Items from a dataset:
--------------------------------
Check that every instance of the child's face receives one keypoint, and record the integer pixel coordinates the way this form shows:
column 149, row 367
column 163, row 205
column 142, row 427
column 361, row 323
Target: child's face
--------------------------------
*Your instructions*. Word for word, write out all of the entries again.

*Reply*.
Check that every instance of the child's face receives one keypoint, and record the integer pixel coordinates the way this form shows:
column 149, row 367
column 163, row 205
column 142, row 427
column 361, row 323
Target: child's face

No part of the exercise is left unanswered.